• Exercise directions: Print every line of the data below unchanged, and leave the pictures out.

Rows of an object-pointing dataset:
>> start

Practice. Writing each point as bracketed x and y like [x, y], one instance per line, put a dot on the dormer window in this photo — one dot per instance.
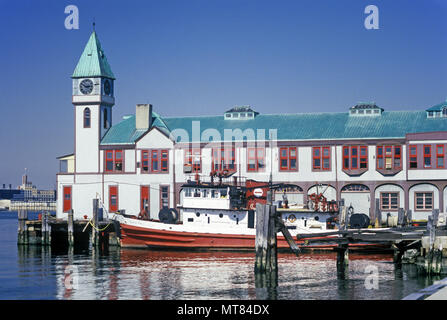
[240, 113]
[365, 109]
[438, 111]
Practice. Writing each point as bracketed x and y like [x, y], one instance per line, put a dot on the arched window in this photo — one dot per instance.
[106, 119]
[87, 118]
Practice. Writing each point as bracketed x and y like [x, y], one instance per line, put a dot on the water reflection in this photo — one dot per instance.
[140, 274]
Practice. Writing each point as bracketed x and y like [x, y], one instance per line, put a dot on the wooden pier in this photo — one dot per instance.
[70, 233]
[424, 245]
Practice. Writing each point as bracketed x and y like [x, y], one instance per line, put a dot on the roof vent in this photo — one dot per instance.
[437, 111]
[240, 113]
[365, 109]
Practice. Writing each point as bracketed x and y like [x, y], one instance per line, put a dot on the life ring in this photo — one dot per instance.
[143, 215]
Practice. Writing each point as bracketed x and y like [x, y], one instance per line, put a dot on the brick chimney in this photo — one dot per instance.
[143, 116]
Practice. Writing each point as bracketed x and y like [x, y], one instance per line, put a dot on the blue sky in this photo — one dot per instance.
[194, 57]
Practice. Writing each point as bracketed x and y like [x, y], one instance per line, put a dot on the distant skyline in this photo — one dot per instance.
[204, 57]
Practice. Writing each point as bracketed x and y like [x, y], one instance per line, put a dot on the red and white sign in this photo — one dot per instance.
[258, 192]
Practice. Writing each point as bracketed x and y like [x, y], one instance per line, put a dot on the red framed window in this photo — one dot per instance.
[87, 119]
[423, 201]
[413, 156]
[380, 162]
[67, 199]
[389, 201]
[389, 157]
[363, 157]
[223, 159]
[164, 160]
[154, 161]
[355, 157]
[321, 158]
[288, 159]
[255, 159]
[388, 153]
[427, 156]
[346, 158]
[193, 160]
[164, 197]
[397, 157]
[440, 156]
[113, 198]
[145, 161]
[144, 197]
[114, 160]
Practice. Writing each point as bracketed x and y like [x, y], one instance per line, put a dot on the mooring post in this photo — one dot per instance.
[342, 259]
[272, 265]
[70, 228]
[342, 248]
[378, 215]
[95, 233]
[22, 238]
[409, 217]
[261, 241]
[400, 217]
[46, 229]
[342, 217]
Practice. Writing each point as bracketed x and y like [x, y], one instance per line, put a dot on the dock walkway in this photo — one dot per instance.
[437, 291]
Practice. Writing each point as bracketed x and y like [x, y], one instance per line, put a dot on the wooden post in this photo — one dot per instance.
[293, 246]
[378, 215]
[46, 229]
[70, 228]
[342, 259]
[272, 252]
[400, 217]
[409, 218]
[261, 241]
[343, 217]
[22, 237]
[95, 233]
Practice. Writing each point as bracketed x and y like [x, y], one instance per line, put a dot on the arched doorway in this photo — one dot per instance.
[358, 196]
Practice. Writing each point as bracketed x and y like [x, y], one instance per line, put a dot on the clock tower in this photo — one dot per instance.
[93, 99]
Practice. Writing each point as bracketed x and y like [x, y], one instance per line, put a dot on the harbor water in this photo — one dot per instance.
[41, 273]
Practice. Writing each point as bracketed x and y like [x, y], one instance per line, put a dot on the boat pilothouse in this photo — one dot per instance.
[220, 206]
[233, 205]
[221, 216]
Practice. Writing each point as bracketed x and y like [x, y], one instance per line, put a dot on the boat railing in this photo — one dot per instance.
[233, 180]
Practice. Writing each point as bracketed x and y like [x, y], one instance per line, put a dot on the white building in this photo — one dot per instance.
[367, 153]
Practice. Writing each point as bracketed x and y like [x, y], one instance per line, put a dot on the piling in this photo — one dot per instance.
[262, 238]
[433, 253]
[46, 229]
[22, 238]
[378, 215]
[70, 228]
[95, 220]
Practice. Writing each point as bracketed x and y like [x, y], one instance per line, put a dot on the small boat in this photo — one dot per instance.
[219, 216]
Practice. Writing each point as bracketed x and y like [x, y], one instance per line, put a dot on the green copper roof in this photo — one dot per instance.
[303, 126]
[438, 107]
[125, 132]
[93, 62]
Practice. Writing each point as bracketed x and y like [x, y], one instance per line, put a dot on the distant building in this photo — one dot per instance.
[27, 196]
[363, 154]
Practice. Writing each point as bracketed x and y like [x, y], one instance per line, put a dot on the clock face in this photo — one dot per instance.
[107, 87]
[86, 86]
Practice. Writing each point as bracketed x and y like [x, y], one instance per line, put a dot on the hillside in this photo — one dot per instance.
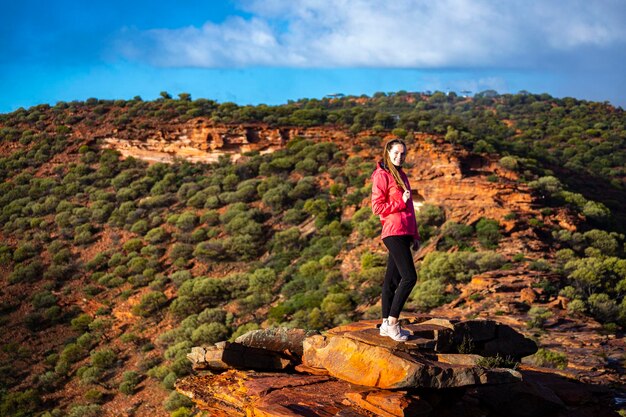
[132, 231]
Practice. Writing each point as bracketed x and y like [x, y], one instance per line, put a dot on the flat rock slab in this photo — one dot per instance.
[385, 403]
[225, 355]
[239, 393]
[370, 365]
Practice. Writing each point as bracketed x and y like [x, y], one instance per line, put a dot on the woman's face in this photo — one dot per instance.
[397, 154]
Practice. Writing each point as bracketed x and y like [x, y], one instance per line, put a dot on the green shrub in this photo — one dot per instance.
[19, 403]
[487, 231]
[602, 307]
[150, 304]
[43, 299]
[130, 379]
[538, 317]
[157, 235]
[429, 294]
[550, 359]
[209, 333]
[29, 272]
[175, 401]
[133, 245]
[187, 221]
[91, 410]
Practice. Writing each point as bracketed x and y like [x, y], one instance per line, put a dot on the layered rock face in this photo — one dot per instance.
[450, 177]
[353, 371]
[200, 140]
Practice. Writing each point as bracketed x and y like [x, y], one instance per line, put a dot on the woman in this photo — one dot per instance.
[391, 201]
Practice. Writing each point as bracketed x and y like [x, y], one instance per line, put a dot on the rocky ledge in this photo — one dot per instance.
[446, 368]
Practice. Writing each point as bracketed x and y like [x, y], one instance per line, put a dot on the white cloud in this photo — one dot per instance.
[397, 34]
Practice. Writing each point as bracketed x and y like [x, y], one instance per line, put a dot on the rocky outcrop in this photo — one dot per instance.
[202, 140]
[353, 371]
[453, 178]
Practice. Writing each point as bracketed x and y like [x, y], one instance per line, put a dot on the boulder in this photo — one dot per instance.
[508, 342]
[347, 358]
[276, 339]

>> end

• Result:
Practice. Writing each point as bracketed x and y like [x, y], one instance per line, put a dot on the dormer window in this photo — one dot per instance.
[240, 113]
[365, 109]
[438, 111]
Practice. Writing each point as bracketed x and y like [x, y], one instance per line, put a dot on the arched window in this photo — one dot per instance.
[106, 119]
[87, 118]
Practice. Writing each point as bracketed x and y like [x, y], one instance per line, put a dot on the water reflection in this photo — one dot per instance.
[140, 274]
Practice. Writing each point as bracketed x and y like [x, y], one instance per line, put a dot on the wooden pier in this photo — one dot per instance.
[70, 233]
[424, 245]
Practice. Writing each point as bracketed x and y like [x, y], one instance per line, put a dot on the roof vent in this photo — one dot per instance.
[437, 111]
[240, 113]
[365, 109]
Practice. Writing each point as bracketed x and y like [x, y], one instance per line, put a dot on the life ring in this photo — one dot per instance.
[143, 215]
Practice. Writing each point as bracketed x and y like [x, y], one instance per line, put a dot on the brick chimney in this photo — one dot per instance.
[143, 116]
Practice. Writing each point as bracketed x and y like [x, y], one instance per line, put a dot on the blue sky in this photo — one dot per instance.
[194, 57]
Practice. Writing each point as bracketed x and y like [x, y], one instance per line, put a dot on the distant skyline in this photo — one dot per instance.
[204, 57]
Practice. Writing each point as bracketed x and y like [x, y], one instance per line, put a dot on the red and white sign in this photo — one dot per instance.
[258, 192]
Practice. Writing each point as bracketed x and y like [x, y], one instance per line, put a dot on the red framed window in this photo — one dot per instance.
[87, 119]
[423, 201]
[413, 156]
[380, 162]
[67, 199]
[389, 201]
[389, 157]
[363, 157]
[223, 159]
[164, 160]
[154, 161]
[355, 157]
[321, 158]
[288, 159]
[255, 159]
[388, 153]
[427, 156]
[346, 158]
[193, 160]
[164, 197]
[397, 157]
[440, 156]
[113, 198]
[145, 161]
[144, 197]
[114, 160]
Practice. Writing each point as bracketed x and y like [x, y], one instance per line, put a dot on the mooring post in this photo — one dot per instance.
[342, 259]
[272, 265]
[70, 228]
[342, 248]
[378, 215]
[95, 233]
[22, 238]
[409, 217]
[261, 241]
[400, 217]
[46, 229]
[342, 217]
Practice. Writing each point as bracketed x and y like [x, y], one instance per line, put a dot on the dock walkway in this photo — one dot per instance.
[437, 291]
Practice. Writing each point as bracketed x and y like [x, y], one instance per line, put a dot on the wooden post in this photo — one dot per instance.
[293, 246]
[378, 215]
[46, 229]
[70, 228]
[342, 259]
[272, 252]
[400, 217]
[409, 218]
[261, 241]
[343, 217]
[22, 237]
[95, 233]
Practice. Writing each point as bracketed x and y like [x, y], one instance per line, put a dot on the arched doorway in this photo — one dot per instance.
[358, 196]
Practice. Writing each point as bracketed x and y like [x, y], one instance per line, put a dot on the clock tower in this photo — one dot per instance.
[93, 99]
Practice. Writing each point as bracketed x and y like [x, y], one instance per line, put a dot on the harbor water in this photo — one dot per instance.
[41, 273]
Practice. Writing each point as bracketed x and y like [x, y], one instance per line, put a dot on the boat pilothouse in this photo — one dot per instance.
[220, 206]
[233, 205]
[221, 216]
Practice. Writing each point as bracketed x and y like [x, y], one instance per line, put a dot on the boat railing in this photo — one dot per instance.
[233, 180]
Practice. Writing each point as bracketed x and y like [x, y], one instance per line, put a dot on the white building in this photo — one dot per instance.
[367, 153]
Practice. Writing each point as bracketed x and y like [x, y], one instance per line, put a dot on the piling in this photo — one dot per instance.
[262, 238]
[433, 253]
[46, 229]
[22, 238]
[378, 215]
[70, 228]
[95, 220]
Practice. Writing each point as bracketed x and y like [x, y], one instance per line, put a dot on the small boat in this photo — one dot per instance.
[219, 216]
Practice. Writing each point as bracketed x and y like [x, y], one instance per line, put a dot on the green copper roof in this photo — one dot per instance.
[303, 126]
[438, 107]
[125, 132]
[93, 62]
Practice. Writing each point as bracketed x and y like [x, y], one instance per line, put a dot on the distant building in this photo — one dot per instance.
[27, 196]
[363, 154]
Practice. Writing each point as bracketed x and y like [x, y], one instance per line, put a dot on the clock face in this photo — one dot per instance.
[107, 87]
[86, 86]
Practice. Writing each point as bracketed x and y like [x, y], one instance per line, put a dot on the hillside in this photo — one dot per instance.
[132, 231]
Practice. Writing each point as bracketed x and y like [x, y], one instance per line, put a dot on the flat rock slab in this photo — one dot per instance.
[385, 403]
[225, 355]
[239, 393]
[370, 365]
Practice. Writing each point as bracketed x and y like [x, y], one instance per line, put a dot on the woman's face in this photo — one dot per instance.
[397, 154]
Practice. Writing each point as bracketed x and y like [x, y], one instance per line, put a dot on the green shrub in this photo — one dot per instance.
[19, 403]
[487, 231]
[602, 307]
[150, 304]
[43, 299]
[130, 379]
[538, 317]
[157, 235]
[429, 294]
[550, 359]
[209, 333]
[29, 272]
[175, 401]
[133, 245]
[187, 221]
[91, 410]
Practice. Writing each point as bracketed x and y like [x, y], one instance per line, put a dot on the layered rock face in this photo — one dot per instance.
[450, 177]
[353, 371]
[200, 140]
Practice. Writing each point as bracketed x and y like [x, y], one instance per line, put a dot on the woman in this photo — one dot per instance.
[391, 201]
Practice. Writing each point as bracketed x and y like [x, y], one instance per line, put a dot on the rocky ledge in this photo — one dot per instance.
[446, 368]
Practice. Writing each point as bracketed x and y like [x, y], one instance per line, put a dot on the white cloud in this photo — one dot per instance.
[397, 34]
Practice. Writing each point as bracketed x and y like [x, y], one instance per line, put a dot on the rocky outcrop in this photo — one dot per instance.
[202, 140]
[353, 371]
[453, 178]
Practice. Writing each point as bracketed x and y like [x, y], one instance per line, put a dot on the boulder in this photo — one dot per instance.
[508, 342]
[347, 358]
[276, 339]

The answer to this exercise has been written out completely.